WHAT THE EXERCISE ASKS:
Output every one of the following items word for word, keeping each line unchanged.

INPUT DATA:
☆ ☆ ☆
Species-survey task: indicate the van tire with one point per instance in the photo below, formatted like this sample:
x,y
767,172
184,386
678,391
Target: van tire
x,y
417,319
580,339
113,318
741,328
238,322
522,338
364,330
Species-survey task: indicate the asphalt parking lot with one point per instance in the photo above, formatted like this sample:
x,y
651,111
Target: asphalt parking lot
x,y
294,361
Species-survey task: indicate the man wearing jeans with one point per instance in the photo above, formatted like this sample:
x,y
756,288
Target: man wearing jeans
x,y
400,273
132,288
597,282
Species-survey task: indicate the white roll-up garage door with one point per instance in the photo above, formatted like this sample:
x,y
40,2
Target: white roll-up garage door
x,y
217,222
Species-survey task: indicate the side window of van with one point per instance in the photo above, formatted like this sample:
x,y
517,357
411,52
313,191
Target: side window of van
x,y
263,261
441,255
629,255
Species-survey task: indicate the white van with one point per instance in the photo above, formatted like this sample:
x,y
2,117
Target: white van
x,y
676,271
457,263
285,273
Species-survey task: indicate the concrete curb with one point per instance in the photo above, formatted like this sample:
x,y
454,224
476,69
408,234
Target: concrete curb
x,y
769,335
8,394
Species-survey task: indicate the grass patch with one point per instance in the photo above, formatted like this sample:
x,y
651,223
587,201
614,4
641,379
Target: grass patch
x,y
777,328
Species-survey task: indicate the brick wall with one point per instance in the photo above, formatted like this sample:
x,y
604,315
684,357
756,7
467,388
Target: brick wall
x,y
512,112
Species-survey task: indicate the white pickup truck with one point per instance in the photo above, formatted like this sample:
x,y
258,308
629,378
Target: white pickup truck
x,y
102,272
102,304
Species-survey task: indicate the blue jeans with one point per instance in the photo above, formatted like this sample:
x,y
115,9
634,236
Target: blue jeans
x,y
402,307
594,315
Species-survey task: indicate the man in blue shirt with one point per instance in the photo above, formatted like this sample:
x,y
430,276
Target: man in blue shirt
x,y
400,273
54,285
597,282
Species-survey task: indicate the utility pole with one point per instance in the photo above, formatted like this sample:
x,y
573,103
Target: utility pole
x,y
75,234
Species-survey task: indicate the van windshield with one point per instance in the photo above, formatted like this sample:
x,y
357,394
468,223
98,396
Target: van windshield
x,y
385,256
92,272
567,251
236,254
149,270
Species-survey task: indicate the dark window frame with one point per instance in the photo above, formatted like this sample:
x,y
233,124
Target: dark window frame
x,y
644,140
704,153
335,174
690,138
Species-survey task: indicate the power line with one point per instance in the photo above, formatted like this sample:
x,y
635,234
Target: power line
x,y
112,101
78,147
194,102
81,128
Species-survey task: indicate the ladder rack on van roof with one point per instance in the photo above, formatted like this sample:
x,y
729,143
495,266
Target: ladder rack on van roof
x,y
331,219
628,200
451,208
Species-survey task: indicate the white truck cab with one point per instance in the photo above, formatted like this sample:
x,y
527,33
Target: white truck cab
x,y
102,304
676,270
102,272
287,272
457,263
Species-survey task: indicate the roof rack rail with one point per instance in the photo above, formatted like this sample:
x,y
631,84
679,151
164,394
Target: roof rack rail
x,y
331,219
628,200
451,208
☆ ☆ ☆
TASK RESULT:
Species-survey task: indicate the van tire with one point per instance in the photo below, formatted like this sample:
x,y
767,172
184,386
678,391
Target: van tire
x,y
417,319
580,339
113,318
741,328
238,322
522,338
364,330
Species-survey task: indicate the asphalt parking lot with one point per instance in the photo above, formatted like this sample:
x,y
651,111
Target: asphalt parking lot
x,y
294,361
Species-survey task: indicate the man wearing jeans with one point per instance in the photo above, formatted like this sample:
x,y
756,288
Target: man wearing jeans
x,y
400,273
132,288
597,282
Species-survey task: indicate the white roll-up garage door with one point per instance in the photo above, formatted like this sample:
x,y
40,2
Target: white roll-up garage door
x,y
217,222
Species-survey task: indicate the side window of van with one point per instance in the photo above, formatted like this sample:
x,y
517,357
411,52
313,191
Target: side window of van
x,y
263,261
441,255
629,255
Species-survey task: indicate the white van with one point per instance in the photo above, formatted like this sample:
x,y
2,117
Target: white van
x,y
676,271
457,263
285,273
Species-survey task: indicate the concrete curb with one point per instance in the photo above, formatted like this sample:
x,y
454,224
476,69
408,234
Target: concrete curb
x,y
769,335
8,394
Species-survey task: indicate the grass patch with one point per instance in the photo above, formatted like this sample:
x,y
651,223
587,201
614,4
641,379
Target: grass patch
x,y
777,328
Species-survey task: indicate the brick wall with one point per instance in the photo above, formatted like this sample:
x,y
604,315
684,357
756,7
467,388
Target: brick wall
x,y
512,112
Species-survey task: indicate the white pickup truck with one point per instance in the photo above, formatted like this sample:
x,y
258,308
629,378
Target: white pickup truck
x,y
102,272
102,304
Species-survey task: indicate the blue jeans with one point per instance in the photo above, formatted like this sample:
x,y
115,9
634,236
Target: blue jeans
x,y
402,307
594,315
Species-survey task: indicate the man in blue shirt with one point per instance in the photo above, formatted like this sample:
x,y
430,276
Target: man in blue shirt
x,y
400,273
54,285
597,282
Species-survey task: indicate the utility pole with one point per instance in the photo above, formatted like this sample:
x,y
573,103
Target: utility pole
x,y
75,234
Species-survey task: indicate the van windshield with one point per instance in the photo above, formatted like this sample:
x,y
357,394
468,223
98,396
Target: van windshield
x,y
385,256
92,272
567,251
236,254
149,270
Species-survey task: indicate the dark window frame with one point per instance in the photo above, formatted like this sample:
x,y
233,124
Target: dark window frame
x,y
644,140
704,153
335,174
690,138
Species-survey task: indicate the power line with one point per instance in the photo above, formatted like this sample:
x,y
635,234
Target: power line
x,y
112,101
78,147
194,102
81,128
Species-survey task: indicate the ladder rack on van roof with one point per instance in the photo above, formatted like this sample:
x,y
729,143
495,266
Target: ladder rack on van roof
x,y
331,219
628,200
451,208
Species-survey task: indicate the white truck cab with one point per instance in the photo above, formatted like this sample:
x,y
527,33
Target: white truck cab
x,y
102,304
676,270
102,272
287,272
457,263
Species-survey task: indicate the roof rack rail with one point per instance in the photo above, formatted like this sample:
x,y
631,84
679,151
164,394
Target: roof rack rail
x,y
331,219
628,200
451,208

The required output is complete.